__TRABAJO POR HACER__.
[A] Indica, por favor, si cada afirmación coincide con el texto sobre el cristianismo y el poder político, respondiendo sí o no y citando literalmente las palabras del texto que lo deciden: (i) Los primeros en perseguir a los cristianos fueron las autoridades del Imperio Romano. (ii) Según el acuerdo, los cristianos reconocían al Emperador como representante legítimo de Cristo en el gobierno. (iii) Después del acuerdo, el paganismo pasó a ser la religión estatal.
[B] Prosigue el texto sobre el cristianismo y el poder político a partir de su última oración.

__PÁGINA__.
◆ ◆ ◆

Por eso arreció tanto la persecución en las primeras décadas del cristianismo.  Los primeros en perseguir fueron, lógicamente, las autoridades de su propia etnia judía.  Pero en cuanto el cristianismo se extendió por el Imperio Romano, la persecución judía quedó como un mero recuerdo y fue el Imperio el que con mucha más violencia arremetió contra los cristianos.

Unos siglos más tarde por fin el Imperio y la Iglesia llegaron a un acuerdo que acabó con las persecuciones.  En síntesis, el acuerdo fue el siguiente:  El Emperador reconocía a Jesús como Cristo, o sea como Rey de Reyes sobre toda la humanidad.  Sin embargo Cristo estaba en el cielo.  Entonces, mientras Cristo no volviera a la tierra para hacerse cargo directo de sus potestades, los cristianos reconocían al Emperador como representante legítimo de Cristo en el gobierno.  Fue un acuerdo histórico y genial.  Con él se eliminaban las persecuciones y se dio lugar a que en pocas décadas, el cristianismo pasase a ser la religión estatal mientras que el paganismo quedaba proscrito y pasaba a la clandestinidad.  El cristianismo, claro está, tuvo que pagar un precio.  El precio que pagó fue el abandono absoluto y total de la política de Jesús.  La política de Jesús pasó al olvido como política y quedó en el recuerdo como consejos piadosos y poco prácticos, para la conducta personal del individuo.

Pero aquí ya nos hemos adelantado demasiado al desarrollo de nuestro tema, ya que todavía no hemos explicado cómo Jesús y el Nuevo Testamento conciben del poder político, ni cuál es la alternativa política que Jesús y los primeros cristianos proponían para la sociedad de su día.


III.  El lenguaje del poder en el Nuevo Testamento

        (cf. Wink, Naming the Powers, pp. 7-12 [2])

El vocabulario del poder aparece por todo el Nuevo Testamento y tiene una riqueza y variedad de matices de significado que es interesante observar.

◆ ◆ ◆

__DATOS RECOPILADOS__.
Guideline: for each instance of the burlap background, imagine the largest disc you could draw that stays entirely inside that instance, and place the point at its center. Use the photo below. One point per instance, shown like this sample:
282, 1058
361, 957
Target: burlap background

◆ ◆ ◆

__RESPUESTAS POR TAREA__.
[A]
(i) No: «Los primeros en perseguir fueron, lógicamente, las autoridades de su propia etnia judía.»
(ii) Sí: «los cristianos reconocían al Emperador como representante legítimo de Cristo en el gobierno»
(iii) No: «el cristianismo pasase a ser la religión estatal mientras que el paganismo quedaba proscrito y pasaba a la clandestinidad»

[B]
(En las siguientes citas, la traducción es RV60):

  • En primer lugar tenemos la situación donde los términos que tienen que ver con el poder se refieren claramente a las personas que ejercen autoridad:

Y Jesús dijo a los principales sacerdotes, a los jefes de la guardia del templo y a los ancianos, que habían venido contra él: ¿Cómo contra un ladrón habéis salido con espadas y palos? (Lc 22,52)

Entonces Pilato, convocando a los principales sacerdotes, a los gobernantes, y al pueblo, les dijo: Me habéis presentado a éste como un hombre que perturba al pueblo… (Lc 23,13-14)

Aconteció al día siguiente, que se reunieron en Jerusalén los gobernantes, los ancianos y los escribas, y el sumo sacerdote Anás, etc. (Hch 4,5-6)

Cuando os trajeren a las sinagogas, y antes los magistrados y las autoridades, no os preocupéis por cómo o qué habréis de responder, o qué habréis de decir… (Lc 12,11)

  • En segundo lugar tenemos pasajes donde estas mismas palabras u otras por el estilo tienen que ver con los atributos de quienes ejercen autoridad.

Entonces oí una gran voz en el cielo, que decía: Ahora ha venido la salvación, el poder, y el reino de nuestro Dios, y la autoridad de su Cristo… (Ap 12,10)

Al único y sabio Dios, nuestro Salvador, sea gloria y majestad, imperio y potencia, ahora y por todos los siglos.  Amén (Jud 25).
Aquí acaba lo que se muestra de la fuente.